## Your goal
In the SVM homework below, copy out the text between "Read the \(social.csv\)" and "Id of a user.", inclusive.

## Excerpted passage
——
Optimization for Machine Learning

Homework No. 4

Support Vector Machines for Predicting Customer Behavior

Read the \(social.csv\) file in R which contains data about the gender, age and salary information for the customers of a store; together with the information whether a binary variable representing whether the customer purchased a product or not.

This relevant information contains the following information:

  • UserId: Id of a user.

  • Gender: Gender of the customer.

  • Age: Age of the customer in years.

  • EstimatedSalary: Yearly estimated salary of the customer.

  • Purchased: Binary variable with value 1 if the customer purchased the item, 0 otherwise.

The aim of the following exercise is to train a support vector machine (SVM) that will predict whether a customer will purchase their product or not (based on the gender, age and estimated salary information).

SVM can also be formulated as an unconstrained optimization problem as follows:

library(readr)
social <- read_csv("./social.csv")
——
## Supplied data
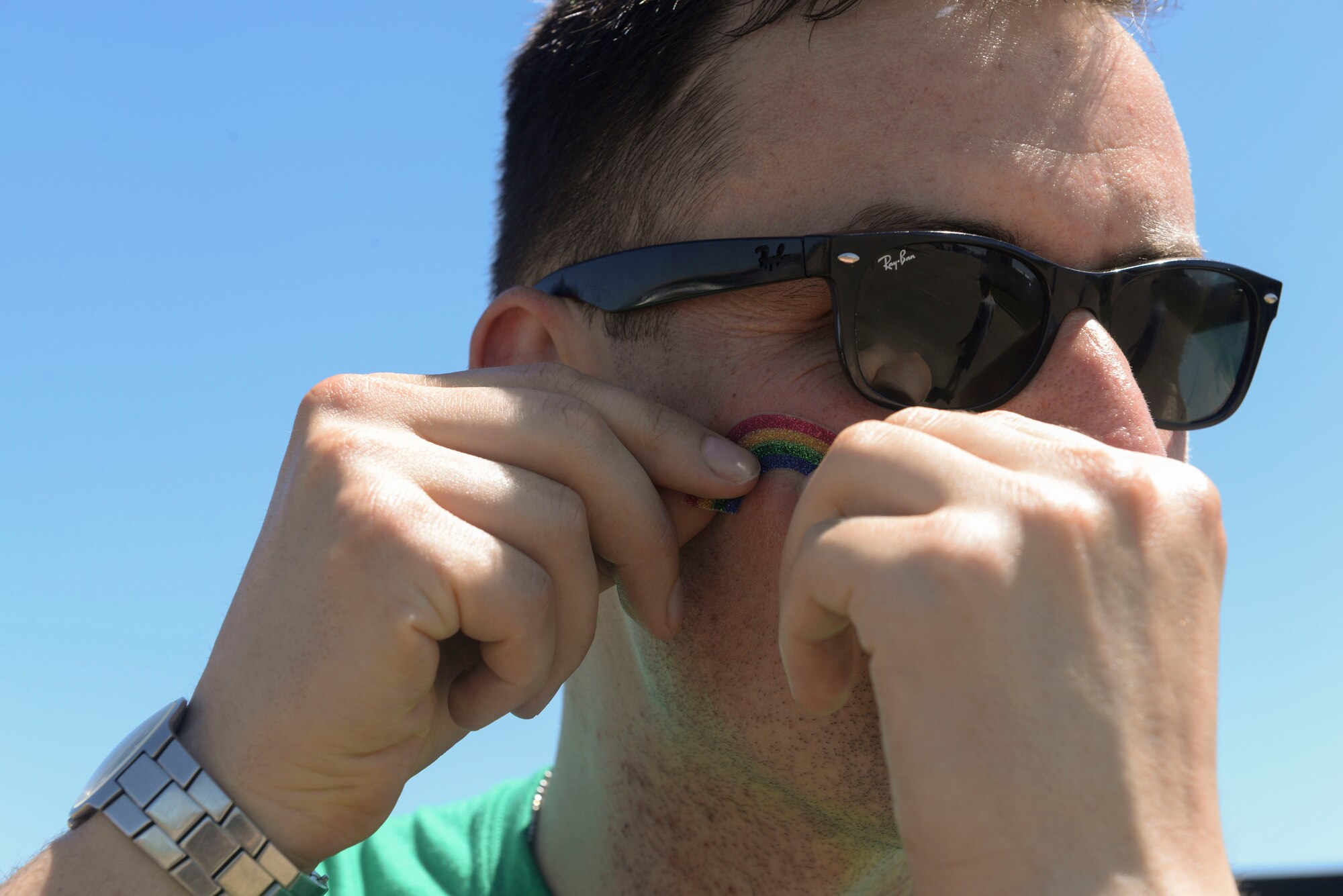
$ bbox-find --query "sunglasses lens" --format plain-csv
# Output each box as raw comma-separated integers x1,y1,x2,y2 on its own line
——
## Solution for this task
Read the \(social.csv\) file in R which contains data about the gender, age and salary information for the customers of a store; together with the information whether a binary variable representing whether the customer purchased a product or not.

This relevant information contains the following information:

  • UserId: Id of a user.